**WHAT IS REQUIRED:**
Return the listing below word for word.

**DATA RECORDS:**
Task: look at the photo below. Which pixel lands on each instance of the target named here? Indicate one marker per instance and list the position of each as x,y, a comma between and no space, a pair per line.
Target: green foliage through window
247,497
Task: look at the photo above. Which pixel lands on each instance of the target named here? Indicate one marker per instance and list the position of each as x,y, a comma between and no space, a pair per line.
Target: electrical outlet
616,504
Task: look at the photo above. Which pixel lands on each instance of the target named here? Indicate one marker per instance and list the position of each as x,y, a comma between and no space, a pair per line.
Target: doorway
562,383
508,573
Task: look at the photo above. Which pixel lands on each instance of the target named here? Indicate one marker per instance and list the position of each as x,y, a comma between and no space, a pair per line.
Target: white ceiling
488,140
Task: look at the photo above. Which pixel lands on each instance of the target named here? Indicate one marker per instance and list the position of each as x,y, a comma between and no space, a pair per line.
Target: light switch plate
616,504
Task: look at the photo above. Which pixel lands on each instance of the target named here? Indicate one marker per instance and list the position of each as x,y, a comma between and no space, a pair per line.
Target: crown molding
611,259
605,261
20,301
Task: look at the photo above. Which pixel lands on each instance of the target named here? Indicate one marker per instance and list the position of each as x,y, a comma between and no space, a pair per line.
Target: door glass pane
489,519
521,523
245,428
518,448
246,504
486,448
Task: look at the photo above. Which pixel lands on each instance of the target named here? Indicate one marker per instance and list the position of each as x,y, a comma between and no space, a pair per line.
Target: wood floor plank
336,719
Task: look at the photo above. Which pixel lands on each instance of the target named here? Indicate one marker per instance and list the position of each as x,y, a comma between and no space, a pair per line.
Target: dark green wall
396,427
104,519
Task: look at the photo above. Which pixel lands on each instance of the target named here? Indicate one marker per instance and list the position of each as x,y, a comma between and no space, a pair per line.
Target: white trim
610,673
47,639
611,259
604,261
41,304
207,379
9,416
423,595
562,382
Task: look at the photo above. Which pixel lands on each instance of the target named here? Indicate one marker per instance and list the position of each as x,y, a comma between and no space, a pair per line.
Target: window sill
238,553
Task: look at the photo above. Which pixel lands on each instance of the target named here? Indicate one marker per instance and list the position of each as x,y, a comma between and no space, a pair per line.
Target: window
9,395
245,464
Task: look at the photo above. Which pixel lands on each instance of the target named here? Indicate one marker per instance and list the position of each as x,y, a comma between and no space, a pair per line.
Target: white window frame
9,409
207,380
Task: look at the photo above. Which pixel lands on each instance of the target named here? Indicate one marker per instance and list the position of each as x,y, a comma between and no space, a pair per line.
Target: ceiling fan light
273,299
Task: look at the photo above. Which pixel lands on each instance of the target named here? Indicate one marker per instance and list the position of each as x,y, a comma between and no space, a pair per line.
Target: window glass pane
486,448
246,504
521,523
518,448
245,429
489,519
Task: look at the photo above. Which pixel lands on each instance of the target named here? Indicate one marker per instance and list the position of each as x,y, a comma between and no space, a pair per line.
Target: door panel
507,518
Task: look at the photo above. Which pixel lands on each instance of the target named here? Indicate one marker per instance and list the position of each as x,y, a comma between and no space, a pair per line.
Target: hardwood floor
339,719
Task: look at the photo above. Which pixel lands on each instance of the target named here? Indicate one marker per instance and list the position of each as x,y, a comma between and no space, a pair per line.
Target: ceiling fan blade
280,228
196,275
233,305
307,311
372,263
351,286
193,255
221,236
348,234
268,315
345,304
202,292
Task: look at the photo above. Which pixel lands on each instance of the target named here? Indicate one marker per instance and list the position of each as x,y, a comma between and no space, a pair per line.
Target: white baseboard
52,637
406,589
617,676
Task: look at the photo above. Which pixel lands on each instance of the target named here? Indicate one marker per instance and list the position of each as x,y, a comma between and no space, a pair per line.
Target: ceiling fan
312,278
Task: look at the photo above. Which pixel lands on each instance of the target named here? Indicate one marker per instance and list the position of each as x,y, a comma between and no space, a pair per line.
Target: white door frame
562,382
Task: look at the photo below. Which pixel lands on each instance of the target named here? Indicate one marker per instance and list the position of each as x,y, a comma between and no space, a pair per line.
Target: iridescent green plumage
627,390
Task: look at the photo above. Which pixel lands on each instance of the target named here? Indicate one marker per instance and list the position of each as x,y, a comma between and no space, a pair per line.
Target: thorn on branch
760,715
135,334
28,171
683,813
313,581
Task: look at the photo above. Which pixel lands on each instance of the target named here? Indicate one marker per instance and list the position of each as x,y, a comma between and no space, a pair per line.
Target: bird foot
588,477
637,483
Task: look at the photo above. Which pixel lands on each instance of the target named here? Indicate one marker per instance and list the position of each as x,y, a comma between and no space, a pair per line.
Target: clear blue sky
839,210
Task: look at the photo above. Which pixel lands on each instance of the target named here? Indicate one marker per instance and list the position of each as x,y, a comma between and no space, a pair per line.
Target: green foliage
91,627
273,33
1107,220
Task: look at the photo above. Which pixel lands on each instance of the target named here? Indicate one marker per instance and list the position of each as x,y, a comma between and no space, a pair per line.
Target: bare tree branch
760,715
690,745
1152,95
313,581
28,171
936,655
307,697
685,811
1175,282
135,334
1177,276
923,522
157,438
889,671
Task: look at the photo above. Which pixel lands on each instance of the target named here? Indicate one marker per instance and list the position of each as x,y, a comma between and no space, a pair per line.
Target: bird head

**FULL OUTPUT:**
Task: look at the photo below. Which pixel lands on each instance of the target named here? Indicate one marker per instance and list the position of each as x,y, a comma between and no space, a pair per line.
Target: green foliage through window
247,497
Task: look at the photo above. Which pixel lands on each instance of the target named here? Indicate one marker per instance and list the position of each as x,y, a comma between and no space, a pair per line.
Target: electrical outlet
616,504
Task: look at the photo above. Which pixel lands on each instance of the target named here? Indicate one marker per instance and list the position of each as x,y, a comma between and no space, a pair per line.
Target: doorway
562,383
508,573
Task: look at the photo above. Which pixel lands on each instance of the target named here? Indicate one marker per instance and list the position of each as x,y, a comma between and no space, a pair per line.
Target: white ceiling
488,140
Task: look at the photo above. Which pixel lands on each instance of the target named here? Indicate one marker per instance and list the position of each as x,y, a comma between and no space, a pair per line.
Target: light switch plate
616,504
Task: look at the photo above. Which pixel lands on each instance of the target named here? Indicate one marker per instance and list the position of each as x,y, a comma between and no space, a pair per line.
Target: crown molding
611,259
605,261
20,301
Task: look at the photo above. Which pixel lands on each instance of the target named here? Indicate one marker per instance and list the position of each as x,y, a comma between and no space, a pair per line.
Target: door glass pane
489,519
521,523
245,428
518,448
246,504
486,448
Task: look at the photo above. Which pixel lands on each instance of the target named here? Indicate one marker per instance and list the position of each as x,y, a comma between and no space, a pair per line.
Target: wood floor plank
336,719
Task: look at the photo above. Which pixel lands on each instance of the target named here? Indicate one marker per instance and list the position of each as x,y, a comma between and no space, a pair per line.
Target: dark green wall
396,427
104,519
Task: look at the photo above. Which pixel lands on each instance of the target named here? Indicate one marker per instance and list the position of each as x,y, a comma between and no space, a pair per line.
Target: white trim
610,673
47,639
611,259
604,261
41,304
207,379
9,416
423,595
562,382
Task: look at the photo above. Which pixel lands on each instance of the target named here? Indicate one marker per instance and list the position of each as x,y, a comma between and no space, a pair per line.
Target: window sill
238,553
Task: look at the photo above. Which pixel lands on each instance of the target named here? Indicate one marker per instance and list the position of each as x,y, a comma between and no space, a pair per line.
Target: window
9,395
245,464
Task: look at the photo above. Which pixel lands on each instance of the target named here? Indicate one marker per instance and list the position of each as x,y, a comma between and no space, a pair per line.
Target: white window frame
9,409
207,380
Task: look at the photo above. Which pixel lands on each instance of the target named here? Indicate one marker per instance and list the position of each as x,y, a comma between and no space, a pair per line.
Target: ceiling fan light
273,299
Task: look at the photo above. Which pixel lands on each instance of the target named here? Indicate one marker per instance and list the position of each as x,y, a comma between and no space, a pair per line.
Target: window glass pane
486,448
246,504
521,523
518,448
245,429
489,519
Task: look at the photo above. Which pixel lands on each instance of the target named here? Indicate one marker per instance and list the position of each as x,y, a comma between and no space, a pair per line.
Target: door panel
507,518
Task: look at the photo above. Which pixel lands on each instance of the target named here? Indicate one marker per instance and list the position of each as x,y, a comma between and no space, a pair per line.
Target: hardwood floor
339,719
Task: look at the photo above. Which pixel lands on each instance of the target named here? Indicate one marker per instance and list the position of each as x,y, a comma between and no space, a pair per line.
Target: ceiling fan blade
280,228
196,275
233,305
307,311
372,263
351,286
193,255
221,236
348,234
268,315
345,304
202,292
Task: look at the photo above. Which pixel lands on each instance of the target named here? Indicate one marker per instance and list the position of each as x,y, a comma between and no space, a pair per line.
Target: white baseboard
52,637
406,589
617,676
Task: look at the photo above. Which pixel lands on each instance of the target named here? Indicate one marker per instance and list the position of each as x,y, a comma between and no space, a pair per line.
Target: ceiling fan
312,278
Task: look at the photo above. Which pixel lands on each instance of the target named here? Indicate one marker per instance and list the position of each as x,y, a comma between and no space, a pair per line.
Target: white door frame
562,382
Task: look at the photo below. Which pixel lands on each instance of the target named here? Indicate one marker per instance and list the position of each as x,y, a comma between and no space, a pair per line.
Target: iridescent green plumage
627,390
Task: look at the photo above. Which pixel lands on each instance of the target named here? Indicate one marker per instance and list the position of each as x,y, a comma between and no space, a pair per line.
Target: thorn on branch
760,715
135,334
28,171
683,813
313,581
Task: look at the photo above. Which pixel lands on each instance of the target named here? Indicate one marker per instance and list the position of each as x,y, a comma between and no space, a pair per line.
Target: bird foot
588,477
637,483
Task: look at the photo above. Which pixel lands on each instance of the target named here? Indicate one marker per instance and list the position of each as x,y, a comma between and no space, a pair per line.
Target: clear blue sky
839,210
Task: look at the photo above. Which pixel lands on each instance of the target named here? Indicate one marker per instance and list the position of each as x,y, a comma between and no space, a pair per line.
Target: green foliage
91,627
273,33
1107,220
Task: look at the photo above. Which pixel lands on each instance of the target named here? Indicate one marker per instance and list the position of each as x,y, a comma between and no space, a pair per line.
Target: bare tree branch
760,715
690,745
1152,95
313,581
28,171
936,655
307,697
685,811
1175,282
135,334
1177,276
923,522
157,438
889,671
Task: look at the photo above. Which pixel lands on each instance of the target named here? Indicate one marker per instance and list the position of each as x,y, a comma between and no space, a pair per line.
Target: bird head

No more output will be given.